_Written task_
Extend the comedic dialogue below past its final line with a few more exchanges between the same characters.

_Quoted text_
........

David: No, I'm not gay. I'm just celibate.
Cal: I think... I mean, that sounds gay. I just want you to know this is, like, the first conversation of, like, three conversations that leads to you being gay. Like, there's this and then in a year it's like, "Oh, you know, I'm kinda gonna want to get back out there, but I think I like guys," and then there's the big, "Oh, I'm... I'm... I'm a gay guy now."
David: You're gay for saying that.
Cal: I'm gay for saying that?
David: You know how I know you're gay?
Cal: How? How do you know I'm gay?
David: Because you macramed yourself a pair of jean shorts.
Cal: You know how I know *you're* gay? You just told me you're not sleeping with women any more.
David: You know how I know you're gay?
Cal: How? Cause you're gay? And you can tell who other gay people are?
David: You know how I know you're gay?
Cal: How?
David: You like Coldplay.

Andy Stitzer: You guys, she's picking me up in an hour.
David: Oh, drag, dude.

........

Portion of a data file
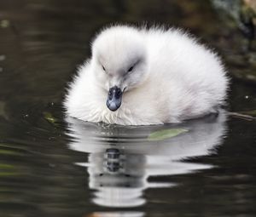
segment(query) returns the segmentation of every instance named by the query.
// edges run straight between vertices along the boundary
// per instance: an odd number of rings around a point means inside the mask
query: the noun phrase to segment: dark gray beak
[[[117,111],[122,103],[122,91],[117,86],[111,88],[108,91],[107,106],[112,111]]]

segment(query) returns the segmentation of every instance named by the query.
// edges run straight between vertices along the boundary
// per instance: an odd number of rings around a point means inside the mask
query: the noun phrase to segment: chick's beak
[[[119,109],[122,103],[122,91],[117,86],[111,88],[108,91],[107,106],[112,111]]]

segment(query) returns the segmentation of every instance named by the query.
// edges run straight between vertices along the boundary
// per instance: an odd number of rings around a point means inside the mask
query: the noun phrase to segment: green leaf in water
[[[54,124],[54,125],[56,125],[56,118],[55,118],[51,113],[49,112],[47,112],[47,111],[44,111],[44,118],[49,122],[50,123]]]
[[[180,134],[188,132],[188,129],[184,128],[167,128],[167,129],[162,129],[159,131],[155,131],[152,134],[150,134],[148,137],[148,140],[149,141],[157,141],[157,140],[163,140],[169,138],[172,138],[174,136],[177,136]]]

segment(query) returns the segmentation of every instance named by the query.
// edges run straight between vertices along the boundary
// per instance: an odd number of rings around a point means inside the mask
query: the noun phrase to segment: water
[[[105,23],[158,20],[218,43],[209,3],[193,2],[0,3],[0,216],[255,216],[255,121],[222,111],[120,127],[67,118],[61,106]],[[255,91],[233,81],[229,109],[255,110]],[[188,132],[148,140],[177,128]]]

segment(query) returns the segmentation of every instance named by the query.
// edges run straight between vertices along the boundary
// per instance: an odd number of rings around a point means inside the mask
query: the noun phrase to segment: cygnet
[[[180,123],[218,112],[229,79],[220,58],[177,29],[113,26],[67,88],[67,114],[121,125]]]

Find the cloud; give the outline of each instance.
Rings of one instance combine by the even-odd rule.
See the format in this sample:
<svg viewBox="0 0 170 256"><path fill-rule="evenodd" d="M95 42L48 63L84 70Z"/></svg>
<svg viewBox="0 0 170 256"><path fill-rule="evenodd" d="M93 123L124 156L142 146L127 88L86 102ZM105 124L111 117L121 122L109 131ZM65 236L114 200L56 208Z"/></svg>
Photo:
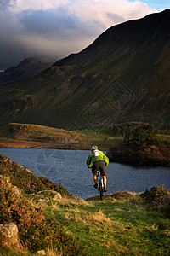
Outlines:
<svg viewBox="0 0 170 256"><path fill-rule="evenodd" d="M78 52L108 27L154 11L128 0L0 0L0 69Z"/></svg>

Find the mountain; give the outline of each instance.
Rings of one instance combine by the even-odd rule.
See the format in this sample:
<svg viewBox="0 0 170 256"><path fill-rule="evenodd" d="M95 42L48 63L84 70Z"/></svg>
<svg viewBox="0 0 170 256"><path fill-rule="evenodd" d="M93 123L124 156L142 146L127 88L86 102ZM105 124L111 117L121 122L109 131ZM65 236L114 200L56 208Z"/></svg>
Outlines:
<svg viewBox="0 0 170 256"><path fill-rule="evenodd" d="M170 127L170 9L114 26L39 75L1 84L0 125Z"/></svg>
<svg viewBox="0 0 170 256"><path fill-rule="evenodd" d="M33 77L42 70L51 67L54 61L42 58L26 58L17 67L13 67L0 73L0 83Z"/></svg>

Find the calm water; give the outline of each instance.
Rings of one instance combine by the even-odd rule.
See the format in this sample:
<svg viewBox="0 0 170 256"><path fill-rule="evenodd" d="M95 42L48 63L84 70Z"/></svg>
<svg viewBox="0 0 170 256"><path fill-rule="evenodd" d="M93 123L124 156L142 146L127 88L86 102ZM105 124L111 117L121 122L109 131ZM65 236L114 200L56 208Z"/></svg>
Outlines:
<svg viewBox="0 0 170 256"><path fill-rule="evenodd" d="M90 151L57 149L0 148L17 164L27 166L37 176L61 183L79 198L98 195L94 188L91 170L86 166ZM110 163L107 167L107 195L116 191L144 192L153 186L170 189L170 169L141 168Z"/></svg>

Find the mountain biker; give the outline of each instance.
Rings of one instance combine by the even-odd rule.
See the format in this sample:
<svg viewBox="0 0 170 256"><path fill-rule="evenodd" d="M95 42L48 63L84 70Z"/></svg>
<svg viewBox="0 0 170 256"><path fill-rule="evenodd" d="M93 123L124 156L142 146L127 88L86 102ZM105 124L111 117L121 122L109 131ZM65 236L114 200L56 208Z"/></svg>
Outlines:
<svg viewBox="0 0 170 256"><path fill-rule="evenodd" d="M99 150L97 146L93 146L91 151L92 152L88 155L86 163L88 168L92 168L92 173L94 174L94 188L98 188L97 171L99 170L104 181L104 192L107 192L105 166L109 165L109 159L102 151ZM91 166L91 162L93 163L93 166Z"/></svg>

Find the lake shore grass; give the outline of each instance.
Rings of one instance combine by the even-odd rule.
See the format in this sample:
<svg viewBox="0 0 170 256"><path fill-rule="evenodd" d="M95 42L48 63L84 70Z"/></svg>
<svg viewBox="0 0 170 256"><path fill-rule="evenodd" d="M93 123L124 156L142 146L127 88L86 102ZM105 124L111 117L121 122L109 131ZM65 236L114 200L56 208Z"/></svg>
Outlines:
<svg viewBox="0 0 170 256"><path fill-rule="evenodd" d="M0 161L0 224L17 224L21 244L0 247L0 255L169 255L170 191L154 187L80 200L9 157Z"/></svg>
<svg viewBox="0 0 170 256"><path fill-rule="evenodd" d="M54 241L50 233L48 247L42 241L43 232L37 227L32 252L30 241L22 234L22 252L1 248L4 255L35 255L35 249L46 251L46 255L169 255L170 219L139 195L116 199L105 196L88 200L63 199L48 203L30 200L31 204L45 211L47 220L55 224L55 232L62 235ZM56 230L57 226L57 230ZM44 239L44 237L43 237ZM56 239L56 237L55 237ZM59 239L59 237L58 237ZM65 241L66 240L66 241ZM36 247L37 244L37 247ZM69 251L68 251L69 250ZM26 252L27 252L26 254ZM76 253L76 254L75 254Z"/></svg>

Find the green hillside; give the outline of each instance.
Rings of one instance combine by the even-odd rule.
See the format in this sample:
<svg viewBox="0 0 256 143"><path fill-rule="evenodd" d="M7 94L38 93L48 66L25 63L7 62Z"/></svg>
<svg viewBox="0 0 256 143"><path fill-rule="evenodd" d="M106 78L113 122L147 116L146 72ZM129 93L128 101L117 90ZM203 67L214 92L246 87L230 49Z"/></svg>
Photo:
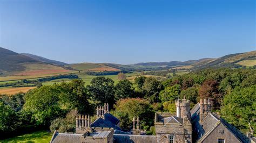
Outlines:
<svg viewBox="0 0 256 143"><path fill-rule="evenodd" d="M40 71L40 70L44 70ZM13 75L28 71L34 71L38 73L38 74L41 74L42 73L48 73L49 71L46 71L47 70L51 70L51 73L56 73L69 72L69 70L64 71L65 69L62 66L53 65L51 62L43 62L0 47L1 76Z"/></svg>
<svg viewBox="0 0 256 143"><path fill-rule="evenodd" d="M60 61L58 61L50 60L50 59L45 58L44 57L42 57L42 56L40 56L33 55L33 54L31 54L21 53L21 54L30 57L30 58L31 58L33 59L35 59L36 60L38 60L38 61L41 61L41 62L51 63L51 64L53 64L53 65L59 65L59 66L63 66L63 65L68 65L67 63L63 62L60 62Z"/></svg>
<svg viewBox="0 0 256 143"><path fill-rule="evenodd" d="M101 67L102 66L93 63L75 63L70 64L66 65L67 67L71 67L71 68L79 70L85 70L90 69L97 68Z"/></svg>
<svg viewBox="0 0 256 143"><path fill-rule="evenodd" d="M25 70L26 67L23 64L41 63L41 62L0 47L0 74L5 75L15 72Z"/></svg>

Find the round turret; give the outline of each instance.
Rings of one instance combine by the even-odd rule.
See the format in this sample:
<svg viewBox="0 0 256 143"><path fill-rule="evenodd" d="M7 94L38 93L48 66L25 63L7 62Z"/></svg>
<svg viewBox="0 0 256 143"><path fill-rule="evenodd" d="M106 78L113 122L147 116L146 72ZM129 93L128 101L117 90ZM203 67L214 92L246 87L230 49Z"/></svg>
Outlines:
<svg viewBox="0 0 256 143"><path fill-rule="evenodd" d="M191 119L190 101L184 98L177 100L175 104L177 108L177 117L183 118L186 115Z"/></svg>

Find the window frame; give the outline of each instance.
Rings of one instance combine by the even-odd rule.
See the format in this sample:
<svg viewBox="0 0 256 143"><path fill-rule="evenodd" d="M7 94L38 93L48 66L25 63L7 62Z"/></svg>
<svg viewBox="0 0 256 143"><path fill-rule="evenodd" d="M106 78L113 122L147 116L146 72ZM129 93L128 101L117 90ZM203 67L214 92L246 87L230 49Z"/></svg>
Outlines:
<svg viewBox="0 0 256 143"><path fill-rule="evenodd" d="M168 139L169 139L169 143L171 143L171 139L170 139L170 137L172 137L172 142L173 143L175 142L175 135L174 134L169 134L169 138L168 138Z"/></svg>
<svg viewBox="0 0 256 143"><path fill-rule="evenodd" d="M220 140L222 140L220 141ZM221 142L219 142L219 141L221 141ZM225 143L225 138L218 138L217 142L218 143Z"/></svg>

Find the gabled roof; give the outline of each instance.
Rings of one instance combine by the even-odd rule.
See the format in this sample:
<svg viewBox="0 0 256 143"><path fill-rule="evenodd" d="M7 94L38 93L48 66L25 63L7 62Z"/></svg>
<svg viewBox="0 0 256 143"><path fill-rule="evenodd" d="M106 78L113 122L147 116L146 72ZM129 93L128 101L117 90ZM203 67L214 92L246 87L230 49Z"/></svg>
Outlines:
<svg viewBox="0 0 256 143"><path fill-rule="evenodd" d="M114 129L121 130L117 125L119 120L110 113L105 113L104 118L99 117L91 124L92 127L113 127Z"/></svg>
<svg viewBox="0 0 256 143"><path fill-rule="evenodd" d="M130 133L125 132L122 131L118 130L114 130L114 134L131 134Z"/></svg>
<svg viewBox="0 0 256 143"><path fill-rule="evenodd" d="M166 123L178 123L183 124L183 120L181 118L179 118L176 116L171 116L167 117L162 119L162 121L164 124Z"/></svg>
<svg viewBox="0 0 256 143"><path fill-rule="evenodd" d="M82 134L59 133L55 132L50 142L80 142Z"/></svg>
<svg viewBox="0 0 256 143"><path fill-rule="evenodd" d="M223 124L239 140L243 142L247 142L248 138L241 133L233 126L228 124L224 119L219 118L212 113L208 115L200 123L200 105L198 103L190 111L192 123L193 133L194 141L197 141L207 137L213 130L220 124ZM194 139L193 139L194 140Z"/></svg>

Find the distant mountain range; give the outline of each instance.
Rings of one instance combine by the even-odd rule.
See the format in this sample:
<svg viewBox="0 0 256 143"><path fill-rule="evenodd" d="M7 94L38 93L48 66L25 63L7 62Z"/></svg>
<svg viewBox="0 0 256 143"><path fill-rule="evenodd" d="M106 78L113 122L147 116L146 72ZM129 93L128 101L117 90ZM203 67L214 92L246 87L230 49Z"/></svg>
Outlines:
<svg viewBox="0 0 256 143"><path fill-rule="evenodd" d="M0 47L0 76L31 70L64 69L60 67L63 64L63 62L31 54L19 54Z"/></svg>
<svg viewBox="0 0 256 143"><path fill-rule="evenodd" d="M152 62L133 65L82 63L67 64L31 54L18 54L0 47L0 75L11 75L23 71L41 69L66 69L84 71L141 71L177 69L197 69L208 67L239 68L256 65L256 51L227 55L217 59L204 58L187 61Z"/></svg>
<svg viewBox="0 0 256 143"><path fill-rule="evenodd" d="M38 61L43 62L46 62L46 63L51 63L53 65L60 65L60 66L63 66L65 65L68 65L68 63L63 62L60 62L58 61L55 61L55 60L50 60L40 56L36 55L33 55L31 54L28 54L28 53L21 53L21 54L24 55L29 57L30 57L33 59L37 60Z"/></svg>

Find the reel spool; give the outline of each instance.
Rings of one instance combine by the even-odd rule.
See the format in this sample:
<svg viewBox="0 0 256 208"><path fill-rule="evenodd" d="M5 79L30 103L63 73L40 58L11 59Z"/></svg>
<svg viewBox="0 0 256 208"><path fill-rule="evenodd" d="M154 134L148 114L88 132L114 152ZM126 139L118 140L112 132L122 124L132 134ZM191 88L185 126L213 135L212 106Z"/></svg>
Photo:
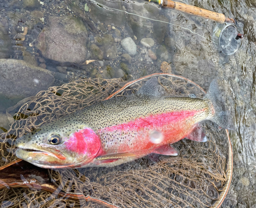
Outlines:
<svg viewBox="0 0 256 208"><path fill-rule="evenodd" d="M237 27L232 24L221 24L214 31L214 40L225 55L234 54L241 44L243 35L238 33Z"/></svg>

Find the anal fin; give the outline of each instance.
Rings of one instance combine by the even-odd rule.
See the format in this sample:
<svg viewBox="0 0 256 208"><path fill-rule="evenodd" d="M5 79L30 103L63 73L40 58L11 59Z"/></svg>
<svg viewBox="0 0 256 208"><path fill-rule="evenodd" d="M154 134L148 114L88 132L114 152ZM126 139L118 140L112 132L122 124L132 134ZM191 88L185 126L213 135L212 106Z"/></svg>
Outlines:
<svg viewBox="0 0 256 208"><path fill-rule="evenodd" d="M154 149L152 153L156 153L157 154L165 155L178 155L178 151L169 144L161 146L158 148Z"/></svg>
<svg viewBox="0 0 256 208"><path fill-rule="evenodd" d="M116 154L108 154L104 156L99 156L96 158L96 160L108 160L108 159L117 159L120 158L128 158L136 156L133 153L118 153Z"/></svg>
<svg viewBox="0 0 256 208"><path fill-rule="evenodd" d="M196 125L193 128L192 132L186 138L196 142L205 142L207 141L205 134L200 124Z"/></svg>

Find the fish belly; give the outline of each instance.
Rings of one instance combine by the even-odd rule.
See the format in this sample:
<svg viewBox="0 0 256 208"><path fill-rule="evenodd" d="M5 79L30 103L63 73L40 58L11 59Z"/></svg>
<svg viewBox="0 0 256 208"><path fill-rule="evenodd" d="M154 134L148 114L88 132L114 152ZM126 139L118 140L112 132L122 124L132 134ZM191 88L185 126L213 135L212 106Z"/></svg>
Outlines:
<svg viewBox="0 0 256 208"><path fill-rule="evenodd" d="M98 133L103 154L132 152L144 155L161 146L176 142L193 130L193 117L197 113L198 111L168 112L100 129ZM155 131L163 137L158 144L150 139L151 134Z"/></svg>

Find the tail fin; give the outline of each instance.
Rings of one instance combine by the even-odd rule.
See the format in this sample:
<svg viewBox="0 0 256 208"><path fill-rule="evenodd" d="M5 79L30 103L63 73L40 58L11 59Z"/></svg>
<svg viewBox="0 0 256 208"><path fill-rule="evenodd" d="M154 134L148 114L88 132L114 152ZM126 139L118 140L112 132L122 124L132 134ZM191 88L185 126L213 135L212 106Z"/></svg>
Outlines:
<svg viewBox="0 0 256 208"><path fill-rule="evenodd" d="M224 99L220 93L216 80L214 80L211 82L209 90L204 99L208 101L209 103L209 107L210 109L209 120L217 123L222 128L228 129L233 129L230 112L225 109Z"/></svg>

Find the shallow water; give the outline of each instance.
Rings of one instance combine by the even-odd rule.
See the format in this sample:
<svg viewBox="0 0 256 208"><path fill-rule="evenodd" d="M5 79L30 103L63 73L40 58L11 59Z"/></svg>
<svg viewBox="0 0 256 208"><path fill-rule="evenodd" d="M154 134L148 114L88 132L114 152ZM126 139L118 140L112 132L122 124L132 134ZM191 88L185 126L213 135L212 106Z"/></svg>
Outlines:
<svg viewBox="0 0 256 208"><path fill-rule="evenodd" d="M176 11L162 9L153 3L139 1L97 1L109 7L109 8L104 8L89 1L45 0L41 2L43 4L36 4L32 7L25 8L26 1L24 0L23 3L18 1L2 2L0 1L2 30L0 31L2 33L0 33L0 45L3 46L3 49L0 49L0 58L24 60L26 62L25 65L26 63L29 63L32 66L39 66L50 71L52 73L51 76L54 80L49 82L48 86L38 87L37 91L46 89L50 86L60 85L78 77L109 79L122 77L127 80L133 80L153 73L162 72L160 65L163 61L170 63L172 73L191 80L205 90L208 89L214 79L222 79L223 80L222 87L229 93L227 97L233 112L234 124L234 129L230 133L233 151L233 175L228 195L222 207L256 207L256 68L254 66L256 4L254 2L184 2L189 5L222 13L237 20L238 30L244 35L244 38L238 51L230 56L224 55L221 52L218 45L211 41L214 40L214 31L217 26L220 25L219 24L210 20ZM86 4L88 6L88 12L84 12ZM109 8L116 10L110 10ZM125 10L129 13L140 16L116 9ZM35 12L35 10L40 12ZM86 17L89 16L91 18L96 29L94 30L90 26L90 21L87 20L84 13L86 13ZM50 19L49 17L67 15L75 16L82 20L82 22L86 25L87 31L86 38L87 41L85 46L75 45L75 43L71 41L65 46L70 47L64 47L63 51L58 54L60 50L58 48L61 48L62 42L72 38L83 38L83 36L79 36L81 34L83 35L84 32L83 30L84 26L81 26L79 24L80 22L77 23L77 24L72 22L71 27L69 27L69 24L65 22L69 21L70 22L71 20L61 20L64 23L52 23L54 27L62 24L66 29L66 31L60 29L60 33L57 34L62 34L57 39L60 41L57 44L60 45L59 47L56 47L58 51L51 53L50 51L45 50L45 52L42 52L44 50L44 47L41 46L43 44L41 43L42 42L41 42L41 45L38 44L41 41L38 37L44 30L46 31L50 30L49 25L51 21L54 20ZM17 34L24 32L19 31L20 28L17 28L17 26L28 28L26 38L22 41L22 42L15 42L17 39ZM113 29L113 27L115 30ZM73 33L72 31L70 31L72 27ZM91 27L91 30L89 27ZM120 34L116 32L117 29L119 30ZM79 33L76 33L76 30ZM65 34L63 31L69 33ZM191 31L195 33L192 33ZM104 36L105 34L111 34L113 38ZM103 45L98 43L97 47L92 46L96 42L94 39L96 36L103 37L103 39L100 40L103 42ZM121 46L120 41L127 37L132 37L137 45L137 53L131 56L131 63L127 60L123 61L121 57L122 54L126 52ZM145 37L151 38L154 40L154 45L151 49L156 54L157 60L153 60L149 57L148 48L140 43L141 38ZM104 40L111 44L104 43ZM50 41L49 39L47 41ZM26 48L22 46L26 47ZM82 53L83 47L86 47L87 50L83 55L87 57L84 60L82 57L78 60L80 58L79 54L72 57L72 61L69 62L61 59L66 57L66 53L70 50L73 49L74 53L79 50ZM93 47L94 47L93 48ZM98 48L100 49L99 52ZM93 50L98 51L97 54L93 54ZM91 53L91 57L89 56L88 51ZM91 59L96 60L96 61L88 65L83 63L85 60ZM99 62L99 59L103 62ZM125 63L125 65L121 64L121 62ZM2 68L1 70L3 69ZM121 70L119 70L118 73L120 69ZM10 71L16 73L15 75L20 77L21 82L19 83L17 80L11 77L12 81L16 81L9 83L9 87L4 88L6 91L4 93L2 92L2 95L0 94L0 122L2 122L0 126L6 129L8 128L8 122L6 122L8 119L5 110L15 105L18 101L34 95L36 92L28 92L25 84L29 81L22 77L22 73L24 72L22 69L20 71ZM33 70L27 70L26 71L27 76L32 77L36 75L33 73L39 73L38 71L33 72ZM170 72L169 71L168 72ZM37 79L39 78L36 77ZM35 81L32 79L29 82ZM39 83L42 83L43 80L39 79ZM23 94L23 90L21 90L18 94L15 94L15 92L11 91L12 87L20 88L18 85L22 86L22 89L24 88L23 91L26 93ZM31 89L33 86L29 87ZM9 94L8 90L10 92ZM0 89L0 91L2 91ZM8 97L11 93L12 96Z"/></svg>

........

_Response below_
Cal: She's picking you up from here?
Andy Stitzer: Yeah.
Cal: That's fucked up, man.
Andy Stitzer: Why?
Cal: Why? Seriously. I mean, look at this place, man. You gotta see this through the eyes of a woman, you know? What is she going to think when she comes in here? Look. He's got a billion toys.
Andy Stitzer: So what?
Cal: And more video games than a teenaged Asian kid.
Andy Stitzer: Okay.
Cal: [Pointing to an action figure on a shelf] Is that the Six Million Dollar Man's boss?
Andy Stitzer: That's Oscar Goldman.
Cal: Why do you have that?
Andy Stitzer: That's worth a lot of money. That's much more valuable than Steve Austin.
Cal: Well, that may be the case. But none of this shit is sexy, okay?
Andy Stitzer: I'm not trying to be sexy, man.
Cal: [Pointing to a framed poster] I mean, seriously, Asia? You framed an Asia poster? How hard did the people at the frame store laugh when you brought this in?
Andy Stitzer: They did not laugh at me.
David: Know why you're gay? Because you like Asia.
Andy Stitzer: You guys cool it with the gay. You know, she's on her way over here, okay?
Cal: First, you relax, okay?
Andy Stitzer: Just stop calming me down and tell me what I should do.
Cal: Okay, we just take everything that's embarrassing and we move it out of here so it doesn't look like you live in Neverland Ranch.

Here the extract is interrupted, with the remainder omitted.